-- begin --
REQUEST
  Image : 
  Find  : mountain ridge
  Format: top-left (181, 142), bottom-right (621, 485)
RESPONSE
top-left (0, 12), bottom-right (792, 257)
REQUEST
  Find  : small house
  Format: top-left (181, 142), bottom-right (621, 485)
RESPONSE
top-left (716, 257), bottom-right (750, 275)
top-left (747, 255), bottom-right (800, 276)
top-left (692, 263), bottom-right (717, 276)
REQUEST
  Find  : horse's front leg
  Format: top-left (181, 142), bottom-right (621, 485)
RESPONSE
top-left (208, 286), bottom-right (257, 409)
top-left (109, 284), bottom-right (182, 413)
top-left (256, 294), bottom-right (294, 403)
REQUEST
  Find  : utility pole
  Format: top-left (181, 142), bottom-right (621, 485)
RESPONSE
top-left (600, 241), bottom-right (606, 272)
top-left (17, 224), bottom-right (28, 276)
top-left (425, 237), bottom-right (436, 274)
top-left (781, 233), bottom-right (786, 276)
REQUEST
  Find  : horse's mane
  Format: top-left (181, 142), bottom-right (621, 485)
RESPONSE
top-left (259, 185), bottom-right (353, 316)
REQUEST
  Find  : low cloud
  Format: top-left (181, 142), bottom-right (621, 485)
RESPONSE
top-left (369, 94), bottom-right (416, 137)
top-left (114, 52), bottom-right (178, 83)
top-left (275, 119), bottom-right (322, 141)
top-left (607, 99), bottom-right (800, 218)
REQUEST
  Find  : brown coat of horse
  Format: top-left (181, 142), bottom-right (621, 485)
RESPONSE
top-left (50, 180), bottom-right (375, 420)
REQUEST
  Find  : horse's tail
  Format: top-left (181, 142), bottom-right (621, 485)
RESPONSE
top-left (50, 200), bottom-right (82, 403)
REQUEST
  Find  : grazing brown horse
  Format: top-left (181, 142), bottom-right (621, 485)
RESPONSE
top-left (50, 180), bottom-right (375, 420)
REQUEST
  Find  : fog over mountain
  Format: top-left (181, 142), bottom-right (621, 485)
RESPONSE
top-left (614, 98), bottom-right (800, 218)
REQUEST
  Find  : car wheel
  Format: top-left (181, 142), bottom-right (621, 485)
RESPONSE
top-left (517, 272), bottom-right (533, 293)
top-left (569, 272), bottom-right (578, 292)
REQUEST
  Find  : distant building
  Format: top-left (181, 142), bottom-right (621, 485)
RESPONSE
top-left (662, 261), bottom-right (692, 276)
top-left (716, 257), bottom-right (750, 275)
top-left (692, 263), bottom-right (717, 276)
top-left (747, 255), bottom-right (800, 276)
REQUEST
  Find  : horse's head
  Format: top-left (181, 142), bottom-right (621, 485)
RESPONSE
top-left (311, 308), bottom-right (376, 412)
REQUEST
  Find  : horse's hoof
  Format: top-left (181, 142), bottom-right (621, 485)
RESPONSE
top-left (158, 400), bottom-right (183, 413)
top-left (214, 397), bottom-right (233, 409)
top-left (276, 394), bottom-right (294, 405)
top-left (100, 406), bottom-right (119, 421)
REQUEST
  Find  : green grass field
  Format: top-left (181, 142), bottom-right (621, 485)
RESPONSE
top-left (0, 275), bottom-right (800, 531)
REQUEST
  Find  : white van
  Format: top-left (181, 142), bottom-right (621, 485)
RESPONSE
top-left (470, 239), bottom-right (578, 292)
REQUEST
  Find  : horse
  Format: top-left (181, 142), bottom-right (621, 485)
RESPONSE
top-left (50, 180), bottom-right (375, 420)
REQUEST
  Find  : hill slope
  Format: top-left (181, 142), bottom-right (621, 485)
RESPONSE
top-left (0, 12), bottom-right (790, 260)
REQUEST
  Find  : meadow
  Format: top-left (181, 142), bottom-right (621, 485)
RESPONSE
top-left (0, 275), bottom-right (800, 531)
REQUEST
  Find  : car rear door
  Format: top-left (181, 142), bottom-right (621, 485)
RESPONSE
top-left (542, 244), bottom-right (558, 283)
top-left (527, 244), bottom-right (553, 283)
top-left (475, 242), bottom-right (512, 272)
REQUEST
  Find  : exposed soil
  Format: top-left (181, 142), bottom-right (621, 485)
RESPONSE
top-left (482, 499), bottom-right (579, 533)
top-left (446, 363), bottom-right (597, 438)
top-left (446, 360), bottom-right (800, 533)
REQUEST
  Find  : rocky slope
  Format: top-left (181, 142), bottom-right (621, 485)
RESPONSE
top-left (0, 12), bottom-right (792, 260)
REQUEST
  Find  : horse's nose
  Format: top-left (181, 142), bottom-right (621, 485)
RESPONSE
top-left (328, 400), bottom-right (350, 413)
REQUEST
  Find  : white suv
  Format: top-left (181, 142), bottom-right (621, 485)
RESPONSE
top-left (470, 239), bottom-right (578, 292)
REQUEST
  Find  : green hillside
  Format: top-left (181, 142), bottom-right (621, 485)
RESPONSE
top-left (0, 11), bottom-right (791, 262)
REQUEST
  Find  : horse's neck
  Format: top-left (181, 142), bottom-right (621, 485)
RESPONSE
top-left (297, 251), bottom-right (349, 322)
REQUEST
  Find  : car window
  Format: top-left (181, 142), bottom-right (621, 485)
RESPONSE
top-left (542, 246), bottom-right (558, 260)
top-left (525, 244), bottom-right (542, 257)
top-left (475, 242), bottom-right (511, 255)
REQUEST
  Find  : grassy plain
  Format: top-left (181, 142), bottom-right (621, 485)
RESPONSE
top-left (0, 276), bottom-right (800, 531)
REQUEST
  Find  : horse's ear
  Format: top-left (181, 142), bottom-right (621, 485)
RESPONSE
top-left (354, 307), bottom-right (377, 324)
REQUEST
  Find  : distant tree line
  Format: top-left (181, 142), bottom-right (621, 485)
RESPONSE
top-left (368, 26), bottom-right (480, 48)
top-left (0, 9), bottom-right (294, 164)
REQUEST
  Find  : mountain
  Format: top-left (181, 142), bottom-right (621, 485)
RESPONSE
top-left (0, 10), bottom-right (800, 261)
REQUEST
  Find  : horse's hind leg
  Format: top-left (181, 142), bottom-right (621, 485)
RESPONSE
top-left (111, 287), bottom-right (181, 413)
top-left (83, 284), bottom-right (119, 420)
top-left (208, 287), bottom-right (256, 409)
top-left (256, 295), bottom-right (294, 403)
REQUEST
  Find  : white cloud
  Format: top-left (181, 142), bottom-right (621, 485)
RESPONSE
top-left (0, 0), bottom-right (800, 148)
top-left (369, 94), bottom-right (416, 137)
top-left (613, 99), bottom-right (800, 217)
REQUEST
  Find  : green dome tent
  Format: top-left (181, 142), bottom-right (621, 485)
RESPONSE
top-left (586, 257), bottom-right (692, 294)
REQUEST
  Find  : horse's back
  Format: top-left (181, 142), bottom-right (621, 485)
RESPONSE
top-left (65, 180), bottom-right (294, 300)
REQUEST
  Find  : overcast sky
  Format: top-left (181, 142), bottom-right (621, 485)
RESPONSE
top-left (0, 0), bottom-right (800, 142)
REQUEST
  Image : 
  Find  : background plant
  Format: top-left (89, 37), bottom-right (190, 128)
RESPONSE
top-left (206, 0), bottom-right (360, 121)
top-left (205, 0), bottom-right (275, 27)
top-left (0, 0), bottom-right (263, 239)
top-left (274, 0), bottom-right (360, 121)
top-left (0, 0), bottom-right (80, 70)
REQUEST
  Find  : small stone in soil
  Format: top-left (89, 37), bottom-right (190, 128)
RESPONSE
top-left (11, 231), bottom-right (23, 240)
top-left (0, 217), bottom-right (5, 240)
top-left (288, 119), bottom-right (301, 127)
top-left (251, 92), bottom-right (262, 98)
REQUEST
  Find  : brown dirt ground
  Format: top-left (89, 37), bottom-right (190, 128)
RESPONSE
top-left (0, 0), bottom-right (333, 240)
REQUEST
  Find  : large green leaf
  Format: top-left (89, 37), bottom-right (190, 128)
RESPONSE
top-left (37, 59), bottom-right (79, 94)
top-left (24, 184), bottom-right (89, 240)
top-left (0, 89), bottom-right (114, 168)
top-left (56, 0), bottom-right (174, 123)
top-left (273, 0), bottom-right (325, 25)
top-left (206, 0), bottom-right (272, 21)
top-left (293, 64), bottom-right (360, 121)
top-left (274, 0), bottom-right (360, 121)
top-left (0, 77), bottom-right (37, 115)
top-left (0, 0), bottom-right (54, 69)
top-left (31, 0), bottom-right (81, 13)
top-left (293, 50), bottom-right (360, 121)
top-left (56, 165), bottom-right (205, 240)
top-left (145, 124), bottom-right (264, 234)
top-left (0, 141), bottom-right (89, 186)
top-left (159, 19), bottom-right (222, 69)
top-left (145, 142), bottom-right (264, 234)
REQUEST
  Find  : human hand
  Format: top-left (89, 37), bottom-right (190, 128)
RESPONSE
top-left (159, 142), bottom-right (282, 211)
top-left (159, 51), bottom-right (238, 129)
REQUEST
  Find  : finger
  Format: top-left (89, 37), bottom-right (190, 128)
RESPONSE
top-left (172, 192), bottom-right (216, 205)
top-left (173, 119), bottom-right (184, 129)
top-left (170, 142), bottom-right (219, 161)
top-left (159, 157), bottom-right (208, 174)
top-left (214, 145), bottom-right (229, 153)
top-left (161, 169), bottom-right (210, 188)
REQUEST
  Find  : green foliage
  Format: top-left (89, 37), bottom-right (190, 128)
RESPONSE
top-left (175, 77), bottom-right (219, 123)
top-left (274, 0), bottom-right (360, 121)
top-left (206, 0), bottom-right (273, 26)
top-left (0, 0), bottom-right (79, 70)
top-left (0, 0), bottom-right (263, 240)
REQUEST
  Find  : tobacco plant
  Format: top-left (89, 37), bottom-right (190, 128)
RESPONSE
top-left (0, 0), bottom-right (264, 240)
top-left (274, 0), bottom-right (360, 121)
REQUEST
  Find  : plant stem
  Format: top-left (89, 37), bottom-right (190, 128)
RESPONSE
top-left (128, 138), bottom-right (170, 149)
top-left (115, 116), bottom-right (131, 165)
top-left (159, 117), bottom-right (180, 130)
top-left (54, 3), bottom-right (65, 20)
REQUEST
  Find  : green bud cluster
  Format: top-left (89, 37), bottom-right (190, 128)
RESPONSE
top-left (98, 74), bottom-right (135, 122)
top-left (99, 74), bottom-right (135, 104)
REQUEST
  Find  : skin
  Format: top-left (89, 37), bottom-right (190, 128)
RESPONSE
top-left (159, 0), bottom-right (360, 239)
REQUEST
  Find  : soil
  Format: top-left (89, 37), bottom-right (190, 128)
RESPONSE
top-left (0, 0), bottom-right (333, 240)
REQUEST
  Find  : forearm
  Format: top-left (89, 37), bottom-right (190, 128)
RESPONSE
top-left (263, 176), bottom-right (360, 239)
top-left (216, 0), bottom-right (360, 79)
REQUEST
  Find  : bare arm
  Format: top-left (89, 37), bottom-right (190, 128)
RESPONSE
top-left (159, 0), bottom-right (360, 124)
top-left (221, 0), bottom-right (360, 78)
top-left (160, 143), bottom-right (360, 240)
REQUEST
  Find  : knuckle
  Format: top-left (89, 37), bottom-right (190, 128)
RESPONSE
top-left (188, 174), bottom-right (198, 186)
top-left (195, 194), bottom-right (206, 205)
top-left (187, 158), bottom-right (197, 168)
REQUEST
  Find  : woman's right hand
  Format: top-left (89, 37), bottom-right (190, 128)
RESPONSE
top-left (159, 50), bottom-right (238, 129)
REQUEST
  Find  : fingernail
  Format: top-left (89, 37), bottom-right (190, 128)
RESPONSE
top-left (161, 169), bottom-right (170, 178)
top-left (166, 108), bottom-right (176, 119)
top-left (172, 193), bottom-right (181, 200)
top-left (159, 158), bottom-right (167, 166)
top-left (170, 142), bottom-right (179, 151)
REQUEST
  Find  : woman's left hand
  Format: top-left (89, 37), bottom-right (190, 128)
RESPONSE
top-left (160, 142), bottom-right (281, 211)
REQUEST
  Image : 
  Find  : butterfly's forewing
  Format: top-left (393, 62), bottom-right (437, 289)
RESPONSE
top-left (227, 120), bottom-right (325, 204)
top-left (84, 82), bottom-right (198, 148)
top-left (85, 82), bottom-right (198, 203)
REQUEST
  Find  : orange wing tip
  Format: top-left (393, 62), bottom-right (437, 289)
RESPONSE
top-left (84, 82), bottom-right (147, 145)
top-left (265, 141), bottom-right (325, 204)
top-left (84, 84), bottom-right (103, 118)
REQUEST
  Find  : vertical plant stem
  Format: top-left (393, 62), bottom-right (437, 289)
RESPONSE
-- end --
_Work required_
Can you convert the lines above, from the first line of the items through the line containing "top-left (0, 12), bottom-right (792, 257)", both included, into a JSON list of strings with one string per line and blank lines left out?

_Task response_
[
  "REQUEST",
  "  Image : ",
  "  Find  : mountain ridge",
  "  Format: top-left (181, 142), bottom-right (621, 485)",
  "RESPONSE",
  "top-left (0, 12), bottom-right (792, 257)"
]